Het probleem van het niet kunnen lezen en schrijven

Dit probleem werd in 1746 ook al aangepakt een kleine 260 jaar geleden dus. Er zat ook eigenbelang bij denk ik van de kerkenraad. Je moest dus duidelijk kunnen lezen en schrijven om lidmaat van de Hervormde kerk te worden. De keuterboertjes zal het een worst zijn geweest denk ik, leren levert niets op, je moest leren om het land te bewerken en hoe je de koe moest melken e.d. zaken en  kinderen konden beter op het land werken . Maar de kerk was de baas in die tijd en besliste dus anders. Want je moest de Heilige Schrift natuurlijk wel kunnen lezen. Zo las ik dit in een kerkboek van Holysloot.

Den 26 November 1747.
****************************************
# SCHRIFTELIJKE OPGAVE 1:
Wat moest je volgens het tekstfragment kunnen om lidmaat van de Hervormde kerk te worden?
# SCHRIFTELIJKE OPGAVE 2:
Kopieer uit het tekstfragment letterlijk het stuk dat begint bij "Het probleem van" en eindigt bij "26 November 1747.".

# AANGELEVERDE GEGEVENS:
****************************************
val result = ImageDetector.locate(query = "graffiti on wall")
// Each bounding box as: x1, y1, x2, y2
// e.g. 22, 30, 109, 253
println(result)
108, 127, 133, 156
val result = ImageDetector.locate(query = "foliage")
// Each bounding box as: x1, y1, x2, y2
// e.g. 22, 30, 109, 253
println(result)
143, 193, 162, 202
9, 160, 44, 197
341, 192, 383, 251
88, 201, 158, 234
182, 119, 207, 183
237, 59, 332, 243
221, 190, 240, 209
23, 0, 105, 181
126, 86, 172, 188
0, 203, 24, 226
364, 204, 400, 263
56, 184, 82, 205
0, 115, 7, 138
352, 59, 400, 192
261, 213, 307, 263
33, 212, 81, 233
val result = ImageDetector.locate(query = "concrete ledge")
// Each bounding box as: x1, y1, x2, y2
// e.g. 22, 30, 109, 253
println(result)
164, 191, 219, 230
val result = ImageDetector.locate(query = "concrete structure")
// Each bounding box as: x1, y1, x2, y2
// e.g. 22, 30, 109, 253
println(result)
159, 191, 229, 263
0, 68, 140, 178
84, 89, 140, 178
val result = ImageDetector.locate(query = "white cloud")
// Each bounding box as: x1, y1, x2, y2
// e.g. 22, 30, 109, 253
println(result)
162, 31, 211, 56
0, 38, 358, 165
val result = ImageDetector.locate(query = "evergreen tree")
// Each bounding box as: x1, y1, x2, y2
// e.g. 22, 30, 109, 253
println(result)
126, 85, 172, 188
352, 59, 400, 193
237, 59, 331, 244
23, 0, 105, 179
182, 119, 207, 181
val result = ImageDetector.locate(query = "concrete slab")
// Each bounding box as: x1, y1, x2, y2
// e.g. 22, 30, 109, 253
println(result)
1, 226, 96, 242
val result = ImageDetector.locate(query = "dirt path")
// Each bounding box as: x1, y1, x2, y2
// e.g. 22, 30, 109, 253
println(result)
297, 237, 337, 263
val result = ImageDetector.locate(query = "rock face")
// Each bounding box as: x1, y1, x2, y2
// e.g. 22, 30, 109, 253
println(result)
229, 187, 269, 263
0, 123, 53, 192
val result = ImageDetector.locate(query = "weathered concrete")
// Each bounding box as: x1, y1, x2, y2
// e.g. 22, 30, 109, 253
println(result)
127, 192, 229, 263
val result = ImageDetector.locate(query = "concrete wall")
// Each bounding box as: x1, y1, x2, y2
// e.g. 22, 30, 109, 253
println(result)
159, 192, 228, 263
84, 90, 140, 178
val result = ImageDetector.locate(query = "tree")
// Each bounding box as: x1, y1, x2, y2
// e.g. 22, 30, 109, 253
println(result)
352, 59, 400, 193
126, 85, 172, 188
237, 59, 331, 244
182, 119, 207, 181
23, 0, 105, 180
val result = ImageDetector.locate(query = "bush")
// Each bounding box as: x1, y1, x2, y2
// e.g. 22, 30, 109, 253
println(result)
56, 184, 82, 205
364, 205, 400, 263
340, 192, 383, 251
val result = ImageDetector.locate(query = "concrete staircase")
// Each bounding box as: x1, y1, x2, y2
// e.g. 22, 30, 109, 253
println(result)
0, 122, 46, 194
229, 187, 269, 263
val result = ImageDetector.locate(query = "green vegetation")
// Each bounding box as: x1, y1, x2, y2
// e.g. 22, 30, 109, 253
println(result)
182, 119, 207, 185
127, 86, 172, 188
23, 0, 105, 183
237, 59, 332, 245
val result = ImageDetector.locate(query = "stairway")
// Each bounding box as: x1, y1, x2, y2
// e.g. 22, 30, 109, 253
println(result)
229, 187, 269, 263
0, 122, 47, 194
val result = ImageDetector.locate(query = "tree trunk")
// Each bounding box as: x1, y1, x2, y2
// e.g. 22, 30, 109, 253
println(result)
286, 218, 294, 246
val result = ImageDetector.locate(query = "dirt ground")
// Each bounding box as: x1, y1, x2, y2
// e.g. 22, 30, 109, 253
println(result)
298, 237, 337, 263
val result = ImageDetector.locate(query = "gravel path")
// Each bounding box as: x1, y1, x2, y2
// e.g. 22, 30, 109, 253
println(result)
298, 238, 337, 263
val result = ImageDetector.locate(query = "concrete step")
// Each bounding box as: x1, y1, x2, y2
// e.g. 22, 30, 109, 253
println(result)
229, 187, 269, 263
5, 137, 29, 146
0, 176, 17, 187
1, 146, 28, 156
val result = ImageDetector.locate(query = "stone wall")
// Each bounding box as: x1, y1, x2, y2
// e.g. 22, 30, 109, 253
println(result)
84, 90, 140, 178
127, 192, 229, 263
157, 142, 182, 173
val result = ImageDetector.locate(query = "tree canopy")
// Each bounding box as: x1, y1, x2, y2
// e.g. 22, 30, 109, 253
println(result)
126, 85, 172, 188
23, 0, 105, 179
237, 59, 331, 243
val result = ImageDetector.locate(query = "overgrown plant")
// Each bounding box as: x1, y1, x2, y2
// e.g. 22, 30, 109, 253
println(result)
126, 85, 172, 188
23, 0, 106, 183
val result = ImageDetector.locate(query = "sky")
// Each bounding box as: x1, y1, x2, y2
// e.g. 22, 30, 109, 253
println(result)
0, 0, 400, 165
****************************************
# JUIST ANTWOORD 1:
Je moest duidelijk kunnen lezen en schrijven.

# JUIST ANTWOORD 2:
Het probleem van het niet kunnen lezen en schrijven

Dit probleem werd in 1746 ook al aangepakt een kleine 260 jaar geleden dus. Er zat ook eigenbelang bij denk ik van de kerkenraad. Je moest dus duidelijk kunnen lezen en schrijven om lidmaat van de Hervormde kerk te worden. De keuterboertjes zal het een worst zijn geweest denk ik, leren levert niets op, je moest leren om het land te bewerken en hoe je de koe moest melken e.d. zaken en  kinderen konden beter op het land werken . Maar de kerk was de baas in die tijd en besliste dus anders. Want je moest de Heilige Schrift natuurlijk wel kunnen lezen. Zo las ik dit in een kerkboek van Holysloot.

Den 26 November 1747.